[jira] [Comment Edited] (SPARK-26880) dataDF.queryExecution.toRdd corrupt rows

2019-02-18 Thread Jungtaek Lim (JIRA)


[ 
https://issues.apache.org/jira/browse/SPARK-26880?page=com.atlassian.jira.plugin.system.issuetabpanels:comment-tabpanel=16770866#comment-16770866
 ] 

Jungtaek Lim edited comment on SPARK-26880 at 2/18/19 8:40 AM:
---

Just submitted a PR to add note on proper usage of "QueryExecution.toRdd".
https://github.com/apache/spark/pull/23822

Given this issue is filed as a bug, I just submitted PR as MINOR and don't link 
my PR to this issue. Marking this issue as 'Resolved' would provide false-alarm 
- marking this issue as "invalid" or "information provided" would be OK for 
this?


was (Author: kabhwan):
Just submitted a PR to add note on proper usage of "QueryExecution.toRdd".
https://github.com/apache/spark/pull/23822

Given this issue is filed as a bug, I just submitted PR as MINOR and don't link 
my PR to this issue. Marking this issue as 'Resolved' would provide false-alarm.

> dataDF.queryExecution.toRdd corrupt rows
> 
>
> Key: SPARK-26880
> URL: https://issues.apache.org/jira/browse/SPARK-26880
> Project: Spark
>  Issue Type: Bug
>  Components: SQL
>Affects Versions: 2.4.0
>Reporter: Grant Henke
>Priority: Major
>
> I have seen a simple case where InternalRows returned by 
> `queryExecution.toRdd` are corrupt. Some rows are duplicated while other are 
> missing. 
> This simple test illustrates the issue:
> {code}
> import org.apache.spark.SparkConf
> import org.apache.spark.sql.Row
> import org.apache.spark.sql.SparkSession
> import org.apache.spark.sql.catalyst.encoders.RowEncoder
> import org.apache.spark.sql.types.IntegerType
> import org.apache.spark.sql.types.StringType
> import org.apache.spark.sql.types.StructField
> import org.apache.spark.sql.types.StructType
> import org.junit.Assert._
> import org.junit.Test
> import org.scalatest.Matchers
> import org.scalatest.junit.JUnitSuite
> import org.slf4j.Logger
> import org.slf4j.LoggerFactory
> class SparkTest extends JUnitSuite with Matchers {
>   val Log: Logger = LoggerFactory.getLogger(getClass)

#### Exercise directions:
Answer these about the SPARK-26880 thread above:
(a) Which Spark version is listed as affected?
(b) Who is named as the reporter?
(c) What label was the pull request submitted under?

#### Material supplied:

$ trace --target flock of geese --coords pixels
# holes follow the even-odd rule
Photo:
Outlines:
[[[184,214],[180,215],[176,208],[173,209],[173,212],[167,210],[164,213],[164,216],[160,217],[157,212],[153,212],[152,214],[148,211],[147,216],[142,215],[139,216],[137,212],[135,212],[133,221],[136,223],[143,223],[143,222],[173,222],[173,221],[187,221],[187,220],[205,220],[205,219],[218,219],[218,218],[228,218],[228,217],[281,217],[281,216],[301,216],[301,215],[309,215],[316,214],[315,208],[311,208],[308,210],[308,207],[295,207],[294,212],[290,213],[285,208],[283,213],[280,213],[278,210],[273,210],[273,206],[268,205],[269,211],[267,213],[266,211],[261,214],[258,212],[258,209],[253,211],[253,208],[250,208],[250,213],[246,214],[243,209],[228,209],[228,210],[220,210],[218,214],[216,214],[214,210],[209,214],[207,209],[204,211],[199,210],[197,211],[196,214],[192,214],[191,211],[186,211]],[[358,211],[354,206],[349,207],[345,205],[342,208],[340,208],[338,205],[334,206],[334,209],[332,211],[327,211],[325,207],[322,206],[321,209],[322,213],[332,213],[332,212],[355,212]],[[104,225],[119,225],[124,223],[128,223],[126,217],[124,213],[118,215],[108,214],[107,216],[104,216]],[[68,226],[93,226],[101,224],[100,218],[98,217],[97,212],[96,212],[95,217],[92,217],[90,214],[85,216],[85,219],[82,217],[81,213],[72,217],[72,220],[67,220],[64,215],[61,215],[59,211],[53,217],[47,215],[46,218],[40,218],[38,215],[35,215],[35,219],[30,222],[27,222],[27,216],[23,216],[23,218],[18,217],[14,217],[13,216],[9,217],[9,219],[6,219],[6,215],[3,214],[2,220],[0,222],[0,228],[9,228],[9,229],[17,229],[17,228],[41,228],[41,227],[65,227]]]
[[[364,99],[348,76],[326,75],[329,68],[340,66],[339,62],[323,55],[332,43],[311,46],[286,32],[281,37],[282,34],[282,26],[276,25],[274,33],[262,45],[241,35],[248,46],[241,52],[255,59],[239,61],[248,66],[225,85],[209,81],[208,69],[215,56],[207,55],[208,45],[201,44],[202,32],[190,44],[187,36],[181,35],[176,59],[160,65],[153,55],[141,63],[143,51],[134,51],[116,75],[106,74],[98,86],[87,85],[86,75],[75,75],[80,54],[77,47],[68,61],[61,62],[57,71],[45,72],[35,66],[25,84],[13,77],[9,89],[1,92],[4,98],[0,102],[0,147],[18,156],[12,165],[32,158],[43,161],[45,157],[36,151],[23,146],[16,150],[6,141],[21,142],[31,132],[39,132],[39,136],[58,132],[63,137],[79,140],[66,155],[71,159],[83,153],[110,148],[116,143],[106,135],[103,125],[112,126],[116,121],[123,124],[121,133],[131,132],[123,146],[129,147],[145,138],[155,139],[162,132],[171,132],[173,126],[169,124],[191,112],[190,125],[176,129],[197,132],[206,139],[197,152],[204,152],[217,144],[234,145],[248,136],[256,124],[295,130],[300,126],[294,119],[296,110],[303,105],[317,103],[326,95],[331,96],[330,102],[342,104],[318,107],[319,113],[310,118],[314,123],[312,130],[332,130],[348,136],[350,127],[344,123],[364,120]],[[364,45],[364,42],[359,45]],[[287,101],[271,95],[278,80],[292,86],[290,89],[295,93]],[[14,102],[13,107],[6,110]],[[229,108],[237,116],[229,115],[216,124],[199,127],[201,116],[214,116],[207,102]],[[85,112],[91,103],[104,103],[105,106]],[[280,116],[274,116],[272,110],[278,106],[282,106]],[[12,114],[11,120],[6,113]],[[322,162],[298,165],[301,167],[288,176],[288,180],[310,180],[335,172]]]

#### Result for this exercise:
(a) 2.4.0
(b) Grant Henke
(c) MINOR